可以看到,我们的编码器encoder和解码器decoder是严格对称的,所以autoencoder的输出也是(28, 28, 1)Conv2D的反操作是Conv2DTransposeMaxPooling2D的反操作是UpSampling2D

层和模型都是可调用的

你可以向调用层一样调用模型,比如传入一个input或者其它层的output。值得注意的是,调用模型不仅仅是复用模型的网络结构,还复用了模型的权重。
下面同样是实现一个autoencoder的例子,不同的是,这里创建了两个模型:encoderdecoder,然后将两个模型串联一起组成了autoencoder

# 编码器部分
encoder_input = keras.Input(shape=(28, 28, 1), name='original_img')
x = keras.layers.Conv2D(16, 3, activation='relu')(encoder_input)
x = keras.layers.Conv2D(32, 3, activation='relu')(x)
x = keras.layers.MaxPooling2D(3)(x)
x = keras.layers.Conv2D(32, 3, activation='relu')(x)
x = keras.layers.Conv2D(16, 3, activation='relu')(x)
encoder_output = keras.layers.GlobalMaxPooling2D()(x)
encoder = keras.Model(inputs=encoder_input, outputs=encoder_output, name='encoder')
encoder.summary()

# 解码器部分
decoder_input = keras.Input(shape=(16, ), name='encoder_img')
x = keras.layers.Reshape((4, 4, 1))(decoder_input)
x = keras.layers.Conv2DTranspose(16, 3, activation='relu')(x)
x = keras.layers.Conv2DTranspose(32, 3, activation='relu')(x)
x = keras.layers.UpSampling2D(3)(x)
x = keras.layers.Conv2DTranspose(16, 3, activation='relu')(x)
decoder_output = keras.layers.Conv2DTranspose(1, 3, activation='relu')(x)
decoder = keras.Model(inputs=decoder_input, outputs=decoder_output, name='decoder')
decoder.summary()

# 自编码器
autoencoder_input = keras.Input(shape=(28, 28, 1), name='img')
encoded_img = encoder(autoencoder_input)
decoded_img = decoder(encoded_img)
autoencoder = keras.Model(inputs=autoencoder_input, outputs=decoded_img, name='decoder')
autoencoder.summary()
Model: "encoder"
_________________________________________________________________
Layer (type)                 Output Shape              Param #   
=================================================================
original_img (InputLayer)    [(None, 28, 28, 1)]       0         
_________________________________________________________________
conv2d_8 (Conv2D)            (None, 26, 26, 16)        160       
_________________________________________________________________
conv2d_9 (Conv2D)            (None, 24, 24, 32)        4640      
_________________________________________________________________
max_pooling2d_2 (MaxPooling2 (None, 8, 8, 32)          0         
_________________________________________________________________
conv2d_10 (Conv2D)           (None, 6, 6, 32)          9248      
_________________________________________________________________
conv2d_11 (Conv2D)           (None, 4, 4, 16)          4624      
_________________________________________________________________
global_max_pooling2d_2 (Glob (None, 16)                0         
=================================================================
Total params: 18,672
Trainable params: 18,672
Non-trainable params: 0
_________________________________________________________________
Model: "decoder"
○ ○ ○ ○
(操作任务):
[a] 判断以下三个说法是否与这段Keras自编码器教程相符，每项回答"是"或"否"，并原样引用教程中起决定作用的文字：(i) 调用模型时只复用模型的网络结构，不复用权重；(ii) 编码器的参数总数为18,672；(iii) 解码器的输入形状为(16, )。
[b] 在这段Keras自编码器教程的第二个例子里，先分别创建了哪两个模型，再把它们串联成autoencoder？
[c] 从这段Keras自编码器教程的结尾处往下续写。
○ ○ ○ ○
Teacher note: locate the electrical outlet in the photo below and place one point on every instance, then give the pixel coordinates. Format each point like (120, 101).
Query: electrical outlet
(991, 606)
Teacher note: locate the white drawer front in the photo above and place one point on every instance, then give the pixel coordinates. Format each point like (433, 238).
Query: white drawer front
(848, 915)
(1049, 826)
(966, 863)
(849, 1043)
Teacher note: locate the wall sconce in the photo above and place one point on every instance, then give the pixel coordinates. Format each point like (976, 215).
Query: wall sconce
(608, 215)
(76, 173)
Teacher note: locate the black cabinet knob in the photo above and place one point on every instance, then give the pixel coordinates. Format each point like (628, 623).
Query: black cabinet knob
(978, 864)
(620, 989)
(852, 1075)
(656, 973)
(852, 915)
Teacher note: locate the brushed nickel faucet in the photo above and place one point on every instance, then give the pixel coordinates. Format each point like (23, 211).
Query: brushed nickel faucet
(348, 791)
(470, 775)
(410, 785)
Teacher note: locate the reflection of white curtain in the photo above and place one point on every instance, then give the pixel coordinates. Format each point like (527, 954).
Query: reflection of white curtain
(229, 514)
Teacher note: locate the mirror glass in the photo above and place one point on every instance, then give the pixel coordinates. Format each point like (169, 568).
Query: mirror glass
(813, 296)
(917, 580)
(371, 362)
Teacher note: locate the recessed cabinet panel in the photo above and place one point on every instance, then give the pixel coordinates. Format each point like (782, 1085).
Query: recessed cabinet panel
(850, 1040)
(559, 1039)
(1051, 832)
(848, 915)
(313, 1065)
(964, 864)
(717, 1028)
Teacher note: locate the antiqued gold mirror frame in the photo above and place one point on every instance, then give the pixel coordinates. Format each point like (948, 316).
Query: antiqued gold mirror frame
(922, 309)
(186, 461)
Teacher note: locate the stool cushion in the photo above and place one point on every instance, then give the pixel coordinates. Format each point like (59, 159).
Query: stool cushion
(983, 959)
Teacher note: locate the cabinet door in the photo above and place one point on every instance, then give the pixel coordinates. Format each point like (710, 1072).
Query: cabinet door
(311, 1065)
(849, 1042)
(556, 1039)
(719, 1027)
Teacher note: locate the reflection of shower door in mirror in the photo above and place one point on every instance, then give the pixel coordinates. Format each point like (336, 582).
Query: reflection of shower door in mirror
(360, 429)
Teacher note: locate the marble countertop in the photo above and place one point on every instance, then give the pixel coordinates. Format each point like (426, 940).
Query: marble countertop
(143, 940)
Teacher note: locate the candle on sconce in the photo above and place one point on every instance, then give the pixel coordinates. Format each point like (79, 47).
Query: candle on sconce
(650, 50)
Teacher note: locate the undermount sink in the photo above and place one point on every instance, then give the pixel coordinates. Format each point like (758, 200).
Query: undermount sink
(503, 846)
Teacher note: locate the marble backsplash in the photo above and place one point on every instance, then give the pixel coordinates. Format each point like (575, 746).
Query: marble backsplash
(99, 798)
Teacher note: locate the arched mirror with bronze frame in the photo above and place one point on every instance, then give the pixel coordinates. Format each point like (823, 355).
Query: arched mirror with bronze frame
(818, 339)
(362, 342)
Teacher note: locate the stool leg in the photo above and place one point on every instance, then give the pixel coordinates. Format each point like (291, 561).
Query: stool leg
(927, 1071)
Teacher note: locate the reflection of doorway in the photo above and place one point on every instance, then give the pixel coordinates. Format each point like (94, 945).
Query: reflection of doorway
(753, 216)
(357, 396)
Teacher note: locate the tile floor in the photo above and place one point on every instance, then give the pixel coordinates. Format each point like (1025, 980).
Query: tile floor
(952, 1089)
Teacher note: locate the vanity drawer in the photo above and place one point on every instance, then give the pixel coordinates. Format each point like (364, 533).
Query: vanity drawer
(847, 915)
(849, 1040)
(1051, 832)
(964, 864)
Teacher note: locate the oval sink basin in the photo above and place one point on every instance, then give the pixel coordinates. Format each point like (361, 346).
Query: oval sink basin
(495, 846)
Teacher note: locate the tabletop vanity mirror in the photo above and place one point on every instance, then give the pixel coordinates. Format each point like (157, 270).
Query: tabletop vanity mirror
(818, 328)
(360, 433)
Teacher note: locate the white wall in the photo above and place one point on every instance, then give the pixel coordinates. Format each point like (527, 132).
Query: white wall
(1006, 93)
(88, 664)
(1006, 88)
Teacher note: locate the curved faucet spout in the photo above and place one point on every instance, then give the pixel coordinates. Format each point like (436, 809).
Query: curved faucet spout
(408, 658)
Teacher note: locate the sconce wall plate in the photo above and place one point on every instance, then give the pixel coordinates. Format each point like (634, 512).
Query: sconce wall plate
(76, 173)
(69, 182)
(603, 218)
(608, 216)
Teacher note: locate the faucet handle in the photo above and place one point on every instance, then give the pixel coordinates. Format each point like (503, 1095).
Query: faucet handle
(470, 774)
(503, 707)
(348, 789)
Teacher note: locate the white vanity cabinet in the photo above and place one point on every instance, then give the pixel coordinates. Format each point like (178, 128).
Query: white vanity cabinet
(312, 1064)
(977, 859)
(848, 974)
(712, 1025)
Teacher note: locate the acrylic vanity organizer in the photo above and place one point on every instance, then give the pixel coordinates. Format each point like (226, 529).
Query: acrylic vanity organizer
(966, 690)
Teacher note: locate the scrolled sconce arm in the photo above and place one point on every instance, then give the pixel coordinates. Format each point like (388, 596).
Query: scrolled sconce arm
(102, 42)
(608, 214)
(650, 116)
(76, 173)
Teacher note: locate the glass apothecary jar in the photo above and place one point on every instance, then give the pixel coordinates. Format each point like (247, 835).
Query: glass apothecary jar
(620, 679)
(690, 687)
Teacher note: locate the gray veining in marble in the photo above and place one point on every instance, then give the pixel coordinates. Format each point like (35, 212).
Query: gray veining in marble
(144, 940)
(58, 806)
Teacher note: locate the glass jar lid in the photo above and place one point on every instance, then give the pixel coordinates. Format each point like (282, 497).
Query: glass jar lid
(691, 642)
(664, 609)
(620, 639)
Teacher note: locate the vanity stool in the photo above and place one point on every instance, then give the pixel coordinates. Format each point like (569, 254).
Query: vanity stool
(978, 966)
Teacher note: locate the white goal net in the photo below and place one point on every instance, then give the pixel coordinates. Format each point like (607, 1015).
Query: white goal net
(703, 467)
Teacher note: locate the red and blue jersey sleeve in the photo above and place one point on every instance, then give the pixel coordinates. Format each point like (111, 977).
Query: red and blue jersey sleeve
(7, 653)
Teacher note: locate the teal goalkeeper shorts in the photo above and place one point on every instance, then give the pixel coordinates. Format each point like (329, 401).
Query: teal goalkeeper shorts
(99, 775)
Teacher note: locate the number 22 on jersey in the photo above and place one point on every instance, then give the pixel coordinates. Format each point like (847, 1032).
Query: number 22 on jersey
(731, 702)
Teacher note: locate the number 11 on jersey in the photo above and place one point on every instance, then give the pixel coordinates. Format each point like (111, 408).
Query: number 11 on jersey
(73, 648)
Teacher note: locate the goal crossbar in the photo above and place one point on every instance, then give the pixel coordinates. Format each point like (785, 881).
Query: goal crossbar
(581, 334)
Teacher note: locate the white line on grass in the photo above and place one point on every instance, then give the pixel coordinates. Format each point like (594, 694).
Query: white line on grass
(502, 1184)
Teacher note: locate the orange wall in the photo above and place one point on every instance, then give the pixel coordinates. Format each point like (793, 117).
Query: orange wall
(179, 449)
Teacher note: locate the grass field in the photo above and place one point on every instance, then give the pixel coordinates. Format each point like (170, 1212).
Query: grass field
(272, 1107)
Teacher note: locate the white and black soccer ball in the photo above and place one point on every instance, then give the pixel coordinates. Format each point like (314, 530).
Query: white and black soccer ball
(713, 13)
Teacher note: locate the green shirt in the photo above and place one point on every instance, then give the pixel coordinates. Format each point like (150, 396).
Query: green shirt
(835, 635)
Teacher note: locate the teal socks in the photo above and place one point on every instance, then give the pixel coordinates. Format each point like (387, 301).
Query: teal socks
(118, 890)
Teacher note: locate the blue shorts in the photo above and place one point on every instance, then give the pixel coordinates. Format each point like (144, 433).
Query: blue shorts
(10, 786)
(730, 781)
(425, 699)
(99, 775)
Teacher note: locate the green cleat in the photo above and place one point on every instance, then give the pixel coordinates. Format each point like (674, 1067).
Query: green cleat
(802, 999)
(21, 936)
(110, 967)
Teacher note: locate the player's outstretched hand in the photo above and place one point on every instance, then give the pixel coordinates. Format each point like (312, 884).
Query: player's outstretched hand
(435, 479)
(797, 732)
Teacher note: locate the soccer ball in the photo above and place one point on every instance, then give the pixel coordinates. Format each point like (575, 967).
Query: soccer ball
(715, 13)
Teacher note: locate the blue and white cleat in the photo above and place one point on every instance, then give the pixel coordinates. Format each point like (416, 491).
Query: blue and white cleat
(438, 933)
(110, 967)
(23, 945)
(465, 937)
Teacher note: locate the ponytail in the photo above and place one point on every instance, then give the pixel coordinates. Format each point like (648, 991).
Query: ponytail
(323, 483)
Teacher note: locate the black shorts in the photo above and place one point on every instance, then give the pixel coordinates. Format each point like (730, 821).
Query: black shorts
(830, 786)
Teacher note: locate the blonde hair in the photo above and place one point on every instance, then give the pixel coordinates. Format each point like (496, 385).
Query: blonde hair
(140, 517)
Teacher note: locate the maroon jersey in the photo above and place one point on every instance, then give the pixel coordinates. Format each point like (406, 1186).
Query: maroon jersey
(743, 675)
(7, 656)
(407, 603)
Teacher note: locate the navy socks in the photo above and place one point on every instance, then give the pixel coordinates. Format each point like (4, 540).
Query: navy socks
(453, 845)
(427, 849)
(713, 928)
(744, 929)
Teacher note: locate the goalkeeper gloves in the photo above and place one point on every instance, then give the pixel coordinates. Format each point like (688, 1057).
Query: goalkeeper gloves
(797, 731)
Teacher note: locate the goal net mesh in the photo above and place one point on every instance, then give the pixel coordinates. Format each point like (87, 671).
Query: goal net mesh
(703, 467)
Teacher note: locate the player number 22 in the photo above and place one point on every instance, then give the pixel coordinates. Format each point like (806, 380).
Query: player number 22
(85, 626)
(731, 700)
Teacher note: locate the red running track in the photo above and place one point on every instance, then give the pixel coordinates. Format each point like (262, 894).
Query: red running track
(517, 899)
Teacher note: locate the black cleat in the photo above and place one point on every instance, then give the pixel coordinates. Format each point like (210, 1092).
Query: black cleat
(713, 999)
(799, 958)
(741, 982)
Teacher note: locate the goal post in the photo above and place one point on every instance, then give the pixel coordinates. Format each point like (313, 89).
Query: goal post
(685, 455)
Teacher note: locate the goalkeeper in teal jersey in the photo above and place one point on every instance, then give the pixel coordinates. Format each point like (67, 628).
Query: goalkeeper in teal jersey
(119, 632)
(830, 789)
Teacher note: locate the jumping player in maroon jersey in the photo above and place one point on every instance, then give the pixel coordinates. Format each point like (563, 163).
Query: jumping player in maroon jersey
○ ○ ○ ○
(参考答案):
[a]
(i) 否："调用模型不仅仅是复用模型的网络结构,还复用了模型的权重。"
(ii) 是："Total params: 18,672"
(iii) 是："decoder_input = keras.Input(shape=(16, ), name='encoder_img')"

[b] encoder和decoder两个模型。

[c]
_________________________________________________________________
Layer (type)                 Output Shape              Param #   
=================================================================
encoder_img (InputLayer)     [(None, 16)]              0         
_________________________________________________________________
reshape_2 (Reshape)          (None, 4, 4, 1)           0         
_________________________________________________________________
conv2d_transpose_8 (Conv2DTr (None, 6, 6, 16)          160       
_________________________________________________________________
conv2d_transpose_9 (Conv2DTr (None, 8, 8, 32)          4640      
_________________________________________________________________
up_sampling2d_2 (UpSampling2 (None, 24, 24, 32)        0         
_________________________________________________________________
conv2d_transpose_10 (Conv2DT (None, 26, 26, 16)        4624      
_________________________________________________________________
conv2d_transpose_11 (Conv2DT (None, 28, 28, 1)         145       
=================================================================
Total params: 9,569
Trainable params: 9,569
Non-trainable params: 0
_________________________________________________________________
Model: "decoder"
_________________________________________________________________
Layer (type)                 Output Shape              Param #   
=================================================================
img (InputLayer)             [(None, 28, 28, 1)]       0         
_________________________________________________________________
encoder (Model)              (None, 16)                18672     
_________________________________________________________________
decoder (Model)              (None, 28, 28, 1)         9569      
=================================================================
Total params: 28,241
Trainable params: 28,241
Non-trainable params: 0
_________________________________________________________________

可以看出来,模型可以是嵌套的,一个模型中可以包含若干个子模型(就像层一样)
模型嵌套的一个非常有用的地方就是平均输出(多个模型的输出取平均),下面一个例子就是这样:

def get_model():
    inputs = keras.Input(shape=(128, ))
    outputs = keras.layers.Dense(1, activation='sigmoid')(inputs)
    return keras.Model(inputs=inputs, outputs=outputs)

model1 = get_model()
model2 = get_model()
model3 = get_model()

inputs = keras.Input(shape=(128, ))
y1 = model1(inputs)
y2 = model2(inputs)
y3 = model3(inputs)

outputs = keras.layers.average([y1, y2, y3])

ensemble_model = keras.Model(inputs=inputs, outputs=outputs)
ensemble_model.summary()
Model: "model_3"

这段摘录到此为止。